YOUR GOAL: Convert every line of the records below into a Markdown table with two columns, "No." and "Text", numbering the rows in order and omitting blank lines.
[Opening SUPPLIED MATERIAL section]
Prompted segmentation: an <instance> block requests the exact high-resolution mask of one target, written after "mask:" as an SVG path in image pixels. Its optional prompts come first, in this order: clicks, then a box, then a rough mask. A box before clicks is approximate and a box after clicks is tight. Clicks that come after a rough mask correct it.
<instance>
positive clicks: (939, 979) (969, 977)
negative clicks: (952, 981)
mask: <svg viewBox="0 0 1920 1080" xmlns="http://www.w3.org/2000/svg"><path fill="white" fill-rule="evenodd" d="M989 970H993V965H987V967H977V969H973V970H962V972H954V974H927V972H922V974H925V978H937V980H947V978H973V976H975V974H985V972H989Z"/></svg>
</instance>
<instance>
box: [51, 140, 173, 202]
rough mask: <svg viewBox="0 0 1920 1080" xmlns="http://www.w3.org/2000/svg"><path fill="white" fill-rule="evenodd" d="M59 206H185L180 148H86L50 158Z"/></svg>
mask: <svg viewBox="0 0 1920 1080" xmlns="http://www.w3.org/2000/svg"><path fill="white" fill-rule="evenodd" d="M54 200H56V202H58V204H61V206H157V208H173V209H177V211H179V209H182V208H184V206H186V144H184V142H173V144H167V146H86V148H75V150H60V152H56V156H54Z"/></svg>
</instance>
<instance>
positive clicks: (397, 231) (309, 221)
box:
[Closing SUPPLIED MATERIAL section]
PROBLEM SOLUTION:
| No. | Text |
|---|---|
| 1 | Prompted segmentation: an <instance> block requests the exact high-resolution mask of one target, written after "mask:" as an SVG path in image pixels. Its optional prompts come first, in this order: clicks, then a box, then a rough mask. A box before clicks is approximate and a box after clicks is tight. Clicks that come after a rough mask correct it. |
| 2 | <instance> |
| 3 | positive clicks: (939, 979) (969, 977) |
| 4 | negative clicks: (952, 981) |
| 5 | mask: <svg viewBox="0 0 1920 1080" xmlns="http://www.w3.org/2000/svg"><path fill="white" fill-rule="evenodd" d="M989 970H993V965H987V967H977V969H973V970H962V972H954V974H927V972H922V974H925V978H937V980H947V978H973V976H975V974H985V972H989Z"/></svg> |
| 6 | </instance> |
| 7 | <instance> |
| 8 | box: [51, 140, 173, 202] |
| 9 | rough mask: <svg viewBox="0 0 1920 1080" xmlns="http://www.w3.org/2000/svg"><path fill="white" fill-rule="evenodd" d="M59 206H185L180 148H86L50 158Z"/></svg> |
| 10 | mask: <svg viewBox="0 0 1920 1080" xmlns="http://www.w3.org/2000/svg"><path fill="white" fill-rule="evenodd" d="M54 200H56V202H58V204H61V206H157V208H173V209H177V211H179V209H182V208H184V206H186V144H184V142H173V144H167V146H86V148H75V150H60V152H56V156H54Z"/></svg> |
| 11 | </instance> |
| 12 | <instance> |
| 13 | positive clicks: (397, 231) (309, 221) |
| 14 | box: |